## Data to use
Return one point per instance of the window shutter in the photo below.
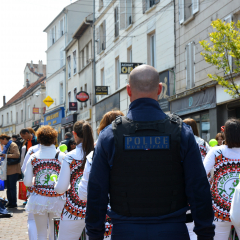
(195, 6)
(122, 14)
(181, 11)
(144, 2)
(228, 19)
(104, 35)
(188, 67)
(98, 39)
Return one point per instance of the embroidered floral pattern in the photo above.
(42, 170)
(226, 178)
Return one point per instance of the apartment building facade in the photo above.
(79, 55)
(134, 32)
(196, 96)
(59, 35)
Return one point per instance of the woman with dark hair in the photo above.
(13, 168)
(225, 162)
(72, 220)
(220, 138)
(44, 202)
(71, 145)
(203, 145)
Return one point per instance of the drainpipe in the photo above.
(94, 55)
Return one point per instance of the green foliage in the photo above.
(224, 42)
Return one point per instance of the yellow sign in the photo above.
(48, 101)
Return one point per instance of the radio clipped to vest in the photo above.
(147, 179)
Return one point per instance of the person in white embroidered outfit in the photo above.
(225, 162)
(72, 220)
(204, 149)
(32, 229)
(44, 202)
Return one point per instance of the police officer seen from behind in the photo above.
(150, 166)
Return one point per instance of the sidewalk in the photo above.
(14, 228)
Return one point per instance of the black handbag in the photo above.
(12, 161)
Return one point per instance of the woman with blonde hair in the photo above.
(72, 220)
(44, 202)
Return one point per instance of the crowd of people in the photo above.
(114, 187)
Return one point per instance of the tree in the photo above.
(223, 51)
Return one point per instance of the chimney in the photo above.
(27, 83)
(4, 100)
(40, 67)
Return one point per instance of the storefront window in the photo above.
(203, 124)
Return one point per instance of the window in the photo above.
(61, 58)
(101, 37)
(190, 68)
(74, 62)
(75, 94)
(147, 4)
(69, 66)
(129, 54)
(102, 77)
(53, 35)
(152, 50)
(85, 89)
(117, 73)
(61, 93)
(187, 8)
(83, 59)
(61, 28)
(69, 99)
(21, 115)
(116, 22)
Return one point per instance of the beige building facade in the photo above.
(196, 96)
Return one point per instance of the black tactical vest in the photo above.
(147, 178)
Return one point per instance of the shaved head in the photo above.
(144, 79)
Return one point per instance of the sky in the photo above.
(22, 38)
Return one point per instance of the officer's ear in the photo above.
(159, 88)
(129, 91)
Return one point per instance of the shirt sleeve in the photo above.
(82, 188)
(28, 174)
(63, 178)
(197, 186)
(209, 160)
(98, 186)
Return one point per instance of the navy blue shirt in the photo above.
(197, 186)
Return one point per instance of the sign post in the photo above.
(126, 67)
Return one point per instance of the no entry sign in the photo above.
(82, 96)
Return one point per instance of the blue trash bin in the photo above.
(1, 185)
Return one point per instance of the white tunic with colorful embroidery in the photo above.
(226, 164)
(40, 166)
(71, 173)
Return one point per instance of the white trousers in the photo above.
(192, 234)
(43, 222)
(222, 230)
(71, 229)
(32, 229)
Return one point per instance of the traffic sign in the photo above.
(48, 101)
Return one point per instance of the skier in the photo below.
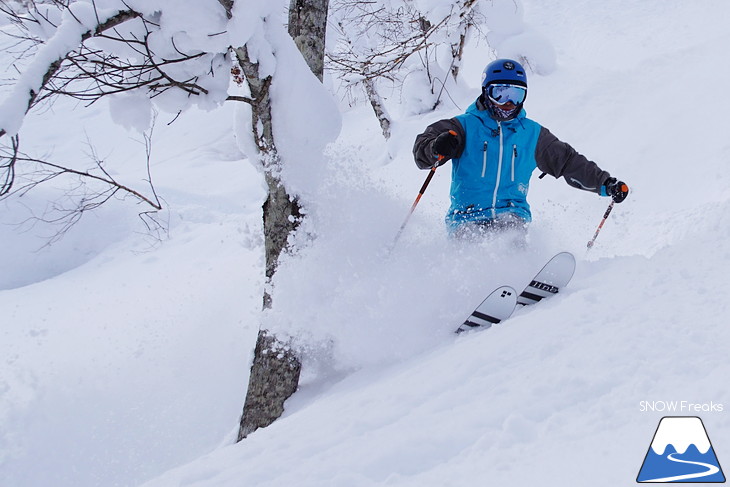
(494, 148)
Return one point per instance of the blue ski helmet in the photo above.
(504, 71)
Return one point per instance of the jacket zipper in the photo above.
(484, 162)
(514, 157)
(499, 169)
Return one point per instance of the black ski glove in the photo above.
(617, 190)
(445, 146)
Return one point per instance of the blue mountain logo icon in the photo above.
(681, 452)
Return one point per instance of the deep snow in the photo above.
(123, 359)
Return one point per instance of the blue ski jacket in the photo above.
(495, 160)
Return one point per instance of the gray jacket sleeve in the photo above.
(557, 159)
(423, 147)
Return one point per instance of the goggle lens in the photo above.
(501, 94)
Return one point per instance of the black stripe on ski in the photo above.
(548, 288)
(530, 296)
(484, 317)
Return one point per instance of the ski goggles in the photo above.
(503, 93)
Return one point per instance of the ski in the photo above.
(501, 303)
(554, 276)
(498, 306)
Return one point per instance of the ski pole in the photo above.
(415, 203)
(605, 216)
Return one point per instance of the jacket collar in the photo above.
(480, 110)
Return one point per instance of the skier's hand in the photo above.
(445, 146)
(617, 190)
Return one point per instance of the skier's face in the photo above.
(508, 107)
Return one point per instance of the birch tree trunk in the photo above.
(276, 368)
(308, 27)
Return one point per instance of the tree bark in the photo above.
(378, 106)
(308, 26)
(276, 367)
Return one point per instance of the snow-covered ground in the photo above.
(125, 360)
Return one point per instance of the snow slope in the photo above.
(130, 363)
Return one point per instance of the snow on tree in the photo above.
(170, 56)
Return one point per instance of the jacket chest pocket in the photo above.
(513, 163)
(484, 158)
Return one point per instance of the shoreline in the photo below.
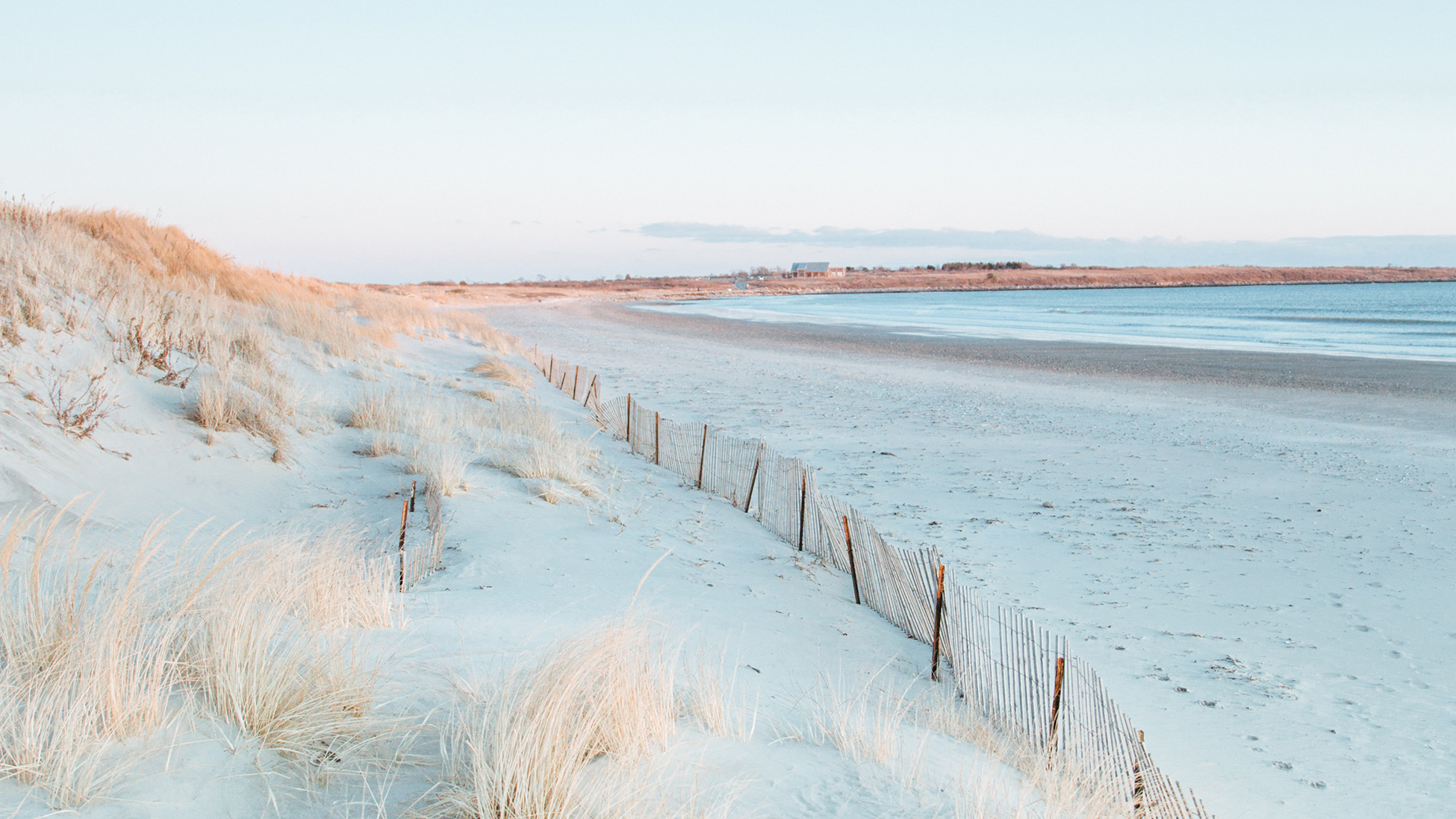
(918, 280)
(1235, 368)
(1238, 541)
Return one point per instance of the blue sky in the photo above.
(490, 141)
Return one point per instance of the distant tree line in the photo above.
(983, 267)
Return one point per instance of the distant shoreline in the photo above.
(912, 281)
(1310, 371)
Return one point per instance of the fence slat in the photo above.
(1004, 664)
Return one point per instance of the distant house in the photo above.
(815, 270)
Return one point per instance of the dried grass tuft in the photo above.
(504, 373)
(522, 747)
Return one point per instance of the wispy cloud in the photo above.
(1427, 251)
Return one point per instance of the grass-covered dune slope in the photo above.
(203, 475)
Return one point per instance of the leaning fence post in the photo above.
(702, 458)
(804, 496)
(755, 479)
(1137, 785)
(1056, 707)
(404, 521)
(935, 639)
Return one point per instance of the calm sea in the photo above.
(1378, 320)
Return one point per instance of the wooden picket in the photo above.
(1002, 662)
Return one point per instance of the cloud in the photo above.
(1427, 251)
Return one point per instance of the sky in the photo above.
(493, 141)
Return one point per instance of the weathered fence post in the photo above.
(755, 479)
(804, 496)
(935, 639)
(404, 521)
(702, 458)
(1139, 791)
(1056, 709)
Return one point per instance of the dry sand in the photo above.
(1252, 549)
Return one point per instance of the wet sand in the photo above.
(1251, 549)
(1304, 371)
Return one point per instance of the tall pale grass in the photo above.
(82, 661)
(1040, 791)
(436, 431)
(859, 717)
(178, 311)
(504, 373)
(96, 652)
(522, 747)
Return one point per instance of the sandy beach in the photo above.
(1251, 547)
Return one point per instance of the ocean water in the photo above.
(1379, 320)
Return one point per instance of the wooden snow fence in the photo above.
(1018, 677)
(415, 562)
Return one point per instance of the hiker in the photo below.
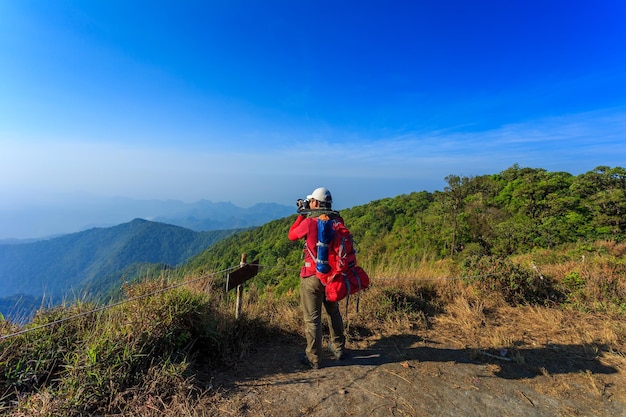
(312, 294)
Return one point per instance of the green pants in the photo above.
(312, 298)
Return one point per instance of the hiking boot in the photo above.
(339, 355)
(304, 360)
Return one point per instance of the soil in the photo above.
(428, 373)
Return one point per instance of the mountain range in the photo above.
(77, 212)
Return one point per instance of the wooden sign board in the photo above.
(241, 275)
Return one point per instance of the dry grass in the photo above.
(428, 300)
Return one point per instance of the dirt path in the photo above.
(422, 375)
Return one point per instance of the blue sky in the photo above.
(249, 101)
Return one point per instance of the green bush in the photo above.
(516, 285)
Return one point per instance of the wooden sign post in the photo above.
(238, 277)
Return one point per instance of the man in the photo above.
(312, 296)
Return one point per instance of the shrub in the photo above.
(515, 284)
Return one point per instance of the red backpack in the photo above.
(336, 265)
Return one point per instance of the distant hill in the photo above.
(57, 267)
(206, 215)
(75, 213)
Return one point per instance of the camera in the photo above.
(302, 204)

## Task objective
Print every entry above again, exactly as written. Leave the images out.

## Exercise response
Return one point per instance of the window shutter in the photo below.
(195, 6)
(122, 14)
(181, 11)
(144, 2)
(228, 19)
(104, 35)
(188, 67)
(98, 39)
Return one point per instance of the embroidered floral pattern in the photo above.
(42, 170)
(226, 178)
Return one point per instance of the apartment building facade in the photo above.
(79, 55)
(134, 32)
(196, 96)
(59, 35)
Return one point per instance of the woman with dark hair in the photo above.
(13, 168)
(225, 162)
(72, 220)
(220, 138)
(44, 202)
(71, 145)
(203, 145)
Return one point per instance of the drainpipe in the photo above.
(94, 55)
Return one point per instance of the green foliage in the photo above.
(224, 42)
Return one point per instance of the yellow sign in the photo above.
(48, 101)
Return one point per instance of the radio clipped to vest in the photo above.
(147, 179)
Return one point per instance of the person in white embroidered outfit in the photo above.
(225, 162)
(72, 220)
(204, 149)
(32, 229)
(44, 202)
Return one point per instance of the police officer seen from behind in the photo above.
(150, 166)
Return one point per instance of the sidewalk in the photo above.
(14, 228)
Return one point per instance of the black handbag in the photo above.
(12, 161)
Return one point per instance of the woman with blonde hair in the photo above.
(72, 220)
(44, 202)
Return one point per instance of the crowd of people in the photo above.
(114, 187)
Return one point per instance of the tree in the photo above.
(223, 51)
Return one point per instance of the chimney in the photo above.
(27, 83)
(4, 100)
(40, 67)
Return one point per instance of the storefront window in the photo above.
(203, 124)
Return one point per instance of the window in the photo above.
(61, 58)
(101, 37)
(190, 68)
(74, 62)
(75, 94)
(147, 4)
(69, 66)
(129, 54)
(102, 77)
(53, 35)
(152, 50)
(85, 89)
(117, 73)
(61, 93)
(187, 8)
(83, 59)
(61, 28)
(69, 99)
(21, 115)
(116, 22)
Return one point per instance of the beige building facade in the photo above.
(196, 96)
Return one point per instance of the black tactical vest in the photo above.
(147, 178)
Return one point per instance of the shaved head in the photo above.
(144, 79)
Return one point per instance of the sky in the photo above.
(22, 38)
Return one point per instance of the officer's ear in the photo above.
(159, 88)
(129, 91)
Return one point per instance of the shirt sleeve in the photo above.
(82, 188)
(28, 174)
(63, 178)
(197, 186)
(209, 160)
(98, 186)
Return one point per instance of the navy blue shirt in the photo above.
(197, 186)
Return one point per instance of the sign post in the photo above.
(126, 67)
Return one point per instance of the no entry sign in the photo above.
(82, 96)
Return one point per instance of the blue trash bin in the photo above.
(1, 185)
Return one point per instance of the white tunic with colorful embroidery in the photo above.
(226, 164)
(40, 166)
(71, 173)
Return one point per instance of the white trousers in the photo above.
(192, 234)
(43, 222)
(222, 230)
(71, 229)
(32, 229)
Return one point per instance of the traffic sign in the photo above.
(48, 101)
Return one point per instance of the skier in the photo below.
(494, 148)
Return one point per instance of the blue ski helmet in the photo above.
(504, 71)
Return one point per instance of the jacket zipper in the photo above.
(484, 162)
(514, 157)
(499, 169)
Return one point per instance of the black ski glove in the photo above.
(617, 190)
(445, 146)
Return one point per instance of the blue mountain logo icon in the photo above.
(681, 452)
Return one point per instance of the deep snow in the photo above.
(123, 359)
Return one point per instance of the blue ski jacket in the photo above.
(495, 160)
Return one point per instance of the gray jacket sleeve in the photo above.
(557, 159)
(423, 147)
Return one point per instance of the goggle lens in the photo above.
(501, 94)
Return one point per instance of the black stripe on ski in the photo above.
(548, 288)
(530, 296)
(484, 317)
Return one point per instance of the ski goggles in the photo above.
(503, 93)
Return one point per instance of the ski in the photo above.
(501, 303)
(554, 276)
(498, 306)
Return one point per instance of the ski pole in the photo above.
(415, 203)
(605, 216)
Return one point per instance of the jacket collar in the photo above.
(480, 110)
Return one point per instance of the skier's hand in the photo above.
(445, 146)
(617, 190)
Return one point per instance of the skier's face in the photo above.
(508, 107)
Return one point per instance of the birch tree trunk in the photo above.
(276, 368)
(308, 27)
Return one point per instance of the tree bark in the photo above.
(378, 106)
(308, 26)
(276, 367)
Return one point per instance of the snow-covered ground in the photo above.
(125, 360)
Return one point per instance of the snow slope in the photo above.
(130, 363)
Return one point per instance of the snow on tree in the photo above.
(170, 56)
Return one point per instance of the jacket chest pocket in the photo above.
(513, 163)
(484, 158)
Return one point per instance of the shoreline in the photo below.
(918, 280)
(1235, 368)
(1238, 541)
Return one point per instance of the blue sky in the photo above.
(490, 141)
Return one point per instance of the distant tree line in the photo above.
(983, 267)
Return one point per instance of the distant shoreline in the photo above.
(912, 281)
(1310, 371)
Return one point per instance of the fence slat in the photo above.
(1004, 664)
Return one point per instance of the distant house in the photo above.
(815, 270)
Return one point per instance of the dried grass tuft in the photo above.
(504, 373)
(522, 747)
Return one point per instance of the wispy cloud in the photo above.
(1427, 251)
Return one point per instance of the grass-covered dune slope in the photo above.
(203, 475)
Return one point per instance of the leaning fence post in the photo above.
(702, 458)
(804, 496)
(755, 479)
(1137, 785)
(1056, 707)
(404, 521)
(935, 639)
Return one point per instance of the calm sea in the photo above.
(1378, 320)
Return one point per instance of the wooden picket in the photo above.
(1002, 662)
Return one point per instance of the cloud in the photo above.
(1427, 251)
Return one point per instance of the sky in the photo above.
(493, 141)
Return one point per instance of the weathered fence post in the photo above.
(755, 479)
(804, 496)
(935, 639)
(404, 521)
(702, 458)
(1139, 791)
(1056, 709)
Return one point per instance of the dry sand in the photo above.
(1252, 549)
Return one point per instance of the wet sand in the photo above.
(1251, 549)
(1304, 371)
Return one point per instance of the tall pale grass in the photo above.
(82, 661)
(1040, 791)
(436, 431)
(859, 717)
(178, 311)
(504, 373)
(96, 652)
(522, 747)
Return one point per instance of the sandy beach in the photo above.
(1251, 547)
Return one point per instance of the ocean water in the photo above.
(1379, 320)
Return one point per instance of the wooden snow fence in the photo above.
(1018, 677)
(415, 562)
Return one point per instance of the hiker in the photo below.
(312, 294)
Return one point per instance of the green pants in the photo above.
(312, 298)
Return one point per instance of the hiking boot in the photo above.
(339, 355)
(304, 360)
Return one point per instance of the soil in the photo above.
(428, 373)
Return one point per instance of the mountain range in the photo above.
(77, 212)
Return one point per instance of the wooden sign board in the photo above.
(241, 275)
Return one point per instance of the dry grass in the photo above.
(428, 300)
Return one point per instance of the dirt path in the photo above.
(422, 375)
Return one point per instance of the blue sky in the photo above.
(249, 101)
Return one point per instance of the green bush in the photo above.
(516, 285)
Return one point per instance of the wooden sign post in the photo above.
(238, 277)
Return one point per instance of the man in the photo above.
(312, 296)
Return one point per instance of the shrub in the photo above.
(515, 284)
Return one point per instance of the red backpack in the photo above.
(336, 265)
Return one point per instance of the distant hill in the photo above.
(57, 267)
(206, 215)
(75, 213)
Return one point per instance of the camera in the photo above.
(302, 204)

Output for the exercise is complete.